Now, the very institutions that make these contributions possible are being threatened for not aligning with a specific political worldview.
This isn’t just dangerous. It’s self-destructive.
If these threats succeed, we will teach the next generation that power, not truth, determines what is fact.
Who’s Standing Up?
Thankfully, not everyone is silent.
The signatories who stood up this week include former presidents of Stanford, Columbia, the University of Michigan, Spelman, Rutgers, the University of Virginia, MIT, and dozens more. Some are retired, but many are not. Their courage reminds us that leadership is not about polling or optics—it’s about principle.
Their collective message is simple: this is an authoritarian incursion, and it must be stopped.
But their voices, as powerful as they are, cannot carry this alone.
Where Is Your Leadership?
So again, I ask:
- Is your university president missing without action?
- Has your institution issued a statement supporting academic freedom?
- Have your trustees spoken out?
- Has your student body been informed of the implications for their education?
- Has your local faculty senate convened an emergency meeting and passed a Mutual Academic Defense Compact?
If the answer is “no,” then the silence is deafening.
And if the federal government comes for your institution next, will anyone be left to speak?

▶ PROBLEMS
- a) Please swap "winter coat" for "parka" in the entries, starting with the line containing "Reviewer note: check that each instance of the red winter" and going on through the end of the entries, and give those lines back with nothing else changed.
- b) Extend the essay on academic freedom beyond its final sentence.

▶ SOURCE MATERIAL
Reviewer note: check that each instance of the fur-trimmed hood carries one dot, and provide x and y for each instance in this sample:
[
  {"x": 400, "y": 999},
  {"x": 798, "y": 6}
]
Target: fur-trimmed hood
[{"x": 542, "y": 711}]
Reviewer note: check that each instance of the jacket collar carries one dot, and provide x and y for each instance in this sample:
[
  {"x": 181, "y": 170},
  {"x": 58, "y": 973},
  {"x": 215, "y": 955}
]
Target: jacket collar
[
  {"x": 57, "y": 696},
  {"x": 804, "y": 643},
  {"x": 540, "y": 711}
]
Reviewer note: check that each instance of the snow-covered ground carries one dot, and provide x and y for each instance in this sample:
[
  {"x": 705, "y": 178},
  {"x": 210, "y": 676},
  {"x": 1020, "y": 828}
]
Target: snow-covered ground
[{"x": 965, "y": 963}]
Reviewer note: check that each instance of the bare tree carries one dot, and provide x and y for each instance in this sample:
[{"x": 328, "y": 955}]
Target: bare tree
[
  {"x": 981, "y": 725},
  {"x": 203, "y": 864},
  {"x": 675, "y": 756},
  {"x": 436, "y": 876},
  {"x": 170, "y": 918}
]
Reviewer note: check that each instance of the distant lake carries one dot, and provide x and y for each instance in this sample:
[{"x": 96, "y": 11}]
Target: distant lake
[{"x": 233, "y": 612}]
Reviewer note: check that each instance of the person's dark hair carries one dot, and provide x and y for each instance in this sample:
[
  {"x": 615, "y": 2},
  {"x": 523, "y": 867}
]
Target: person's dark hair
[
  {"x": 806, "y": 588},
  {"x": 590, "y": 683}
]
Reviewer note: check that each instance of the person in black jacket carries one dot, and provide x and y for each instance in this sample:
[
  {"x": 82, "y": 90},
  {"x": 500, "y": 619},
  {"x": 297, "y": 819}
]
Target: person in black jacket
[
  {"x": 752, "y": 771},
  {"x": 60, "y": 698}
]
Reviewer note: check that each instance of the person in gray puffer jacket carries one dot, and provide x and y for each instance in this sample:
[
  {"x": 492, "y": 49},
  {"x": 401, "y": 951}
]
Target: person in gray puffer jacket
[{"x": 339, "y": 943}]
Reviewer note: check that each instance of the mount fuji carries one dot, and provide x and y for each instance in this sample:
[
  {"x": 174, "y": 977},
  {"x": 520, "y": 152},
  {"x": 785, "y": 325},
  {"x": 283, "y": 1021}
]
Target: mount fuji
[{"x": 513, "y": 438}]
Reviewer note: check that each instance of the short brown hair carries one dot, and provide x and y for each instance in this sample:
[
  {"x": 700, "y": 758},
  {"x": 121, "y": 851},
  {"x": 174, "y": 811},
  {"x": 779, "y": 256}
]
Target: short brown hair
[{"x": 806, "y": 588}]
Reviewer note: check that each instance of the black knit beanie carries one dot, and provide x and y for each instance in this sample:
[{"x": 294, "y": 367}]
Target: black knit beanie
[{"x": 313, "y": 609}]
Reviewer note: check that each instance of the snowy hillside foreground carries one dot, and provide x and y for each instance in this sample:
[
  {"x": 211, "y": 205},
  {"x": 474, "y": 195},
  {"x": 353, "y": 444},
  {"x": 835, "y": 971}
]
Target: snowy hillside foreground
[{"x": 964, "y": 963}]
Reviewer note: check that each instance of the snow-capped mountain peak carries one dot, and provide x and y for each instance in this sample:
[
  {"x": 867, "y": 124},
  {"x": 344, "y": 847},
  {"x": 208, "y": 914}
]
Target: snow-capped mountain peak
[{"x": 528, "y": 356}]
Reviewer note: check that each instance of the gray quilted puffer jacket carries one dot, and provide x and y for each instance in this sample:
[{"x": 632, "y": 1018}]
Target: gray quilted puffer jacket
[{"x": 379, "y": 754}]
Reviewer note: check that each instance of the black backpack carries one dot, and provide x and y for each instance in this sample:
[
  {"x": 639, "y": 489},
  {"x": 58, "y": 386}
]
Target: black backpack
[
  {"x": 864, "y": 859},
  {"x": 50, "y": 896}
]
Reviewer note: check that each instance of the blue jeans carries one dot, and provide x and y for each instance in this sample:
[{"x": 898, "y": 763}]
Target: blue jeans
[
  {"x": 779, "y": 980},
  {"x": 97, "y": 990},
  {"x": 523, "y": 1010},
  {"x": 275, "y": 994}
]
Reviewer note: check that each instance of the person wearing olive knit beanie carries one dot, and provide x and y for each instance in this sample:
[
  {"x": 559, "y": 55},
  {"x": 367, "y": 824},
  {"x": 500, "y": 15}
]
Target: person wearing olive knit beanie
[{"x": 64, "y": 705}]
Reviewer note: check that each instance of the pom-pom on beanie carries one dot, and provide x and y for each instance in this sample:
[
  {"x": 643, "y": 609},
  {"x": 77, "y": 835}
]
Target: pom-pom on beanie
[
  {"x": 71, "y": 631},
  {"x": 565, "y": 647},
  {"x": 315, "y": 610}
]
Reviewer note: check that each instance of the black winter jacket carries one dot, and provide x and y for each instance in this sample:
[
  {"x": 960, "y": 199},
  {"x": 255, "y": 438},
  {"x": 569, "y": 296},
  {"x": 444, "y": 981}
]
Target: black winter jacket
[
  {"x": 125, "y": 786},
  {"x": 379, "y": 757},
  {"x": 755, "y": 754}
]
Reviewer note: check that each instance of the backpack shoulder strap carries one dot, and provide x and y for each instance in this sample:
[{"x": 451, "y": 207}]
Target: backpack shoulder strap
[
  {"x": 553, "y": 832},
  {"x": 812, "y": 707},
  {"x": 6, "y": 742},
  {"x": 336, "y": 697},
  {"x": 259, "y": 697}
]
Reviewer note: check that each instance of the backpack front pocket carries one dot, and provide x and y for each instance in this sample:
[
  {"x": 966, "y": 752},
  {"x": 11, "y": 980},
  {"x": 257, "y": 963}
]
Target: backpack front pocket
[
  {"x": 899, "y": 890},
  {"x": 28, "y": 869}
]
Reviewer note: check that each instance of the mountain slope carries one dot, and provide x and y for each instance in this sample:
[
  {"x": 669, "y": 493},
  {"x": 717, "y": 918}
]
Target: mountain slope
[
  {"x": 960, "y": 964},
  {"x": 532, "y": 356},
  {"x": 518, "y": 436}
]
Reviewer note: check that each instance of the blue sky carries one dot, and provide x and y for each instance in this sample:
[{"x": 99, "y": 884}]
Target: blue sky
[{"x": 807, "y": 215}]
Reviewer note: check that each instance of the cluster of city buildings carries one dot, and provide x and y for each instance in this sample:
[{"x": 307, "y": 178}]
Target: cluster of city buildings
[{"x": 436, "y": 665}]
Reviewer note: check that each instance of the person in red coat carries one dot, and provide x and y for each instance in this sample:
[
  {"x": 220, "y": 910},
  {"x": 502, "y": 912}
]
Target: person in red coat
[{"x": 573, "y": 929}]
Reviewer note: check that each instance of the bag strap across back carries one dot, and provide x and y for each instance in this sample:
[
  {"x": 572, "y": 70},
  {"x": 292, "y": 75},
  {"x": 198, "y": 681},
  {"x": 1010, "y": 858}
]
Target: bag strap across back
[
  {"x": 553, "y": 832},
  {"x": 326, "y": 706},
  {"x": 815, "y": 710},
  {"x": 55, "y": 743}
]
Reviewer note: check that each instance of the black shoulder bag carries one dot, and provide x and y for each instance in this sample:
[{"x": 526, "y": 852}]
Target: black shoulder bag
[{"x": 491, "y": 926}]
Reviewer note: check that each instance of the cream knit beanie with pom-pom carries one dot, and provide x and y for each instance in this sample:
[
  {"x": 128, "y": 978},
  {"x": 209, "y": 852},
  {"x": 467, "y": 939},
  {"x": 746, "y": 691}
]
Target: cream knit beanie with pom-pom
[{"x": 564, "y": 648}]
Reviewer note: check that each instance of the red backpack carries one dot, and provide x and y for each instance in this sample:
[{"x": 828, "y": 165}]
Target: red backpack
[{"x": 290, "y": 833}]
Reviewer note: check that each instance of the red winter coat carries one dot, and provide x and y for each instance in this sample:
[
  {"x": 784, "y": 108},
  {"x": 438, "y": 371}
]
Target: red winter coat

▶ RESPONSES TO THE EXERCISE
- a)
Reviewer note: check that each instance of the red parka carries one dot, and provide x and y for each instance in this sample:
[
  {"x": 784, "y": 108},
  {"x": 438, "y": 371}
]
Target: red parka

- b)
This Is the Time to Choose
There are moments in the life of a nation when institutions must stand not just for themselves, but for the principles that define them.
This is one of those moments.
The question is not whether your institution is elite, wealthy, or in Harvard’s orbit.
The question is whether your institution believes in its own mission enough to defend it—publicly, unequivocally, and now.
Silence may seem safe in the short term. But as history has shown us, authoritarianism feeds on silence. It feeds on “neutrality.”
The longer university leaders wait to speak, the more likely it is that their own autonomy will be next on the chopping block.
So if your president is missing—demand to know why.
And if you are a faculty member, staff member, student, parent, alumnus, or trustee—this is your fight.
The freedom to teach, to think, to question, and to learn is on the line.
And we will either defend it together—or watch it disappear, one campus at a time.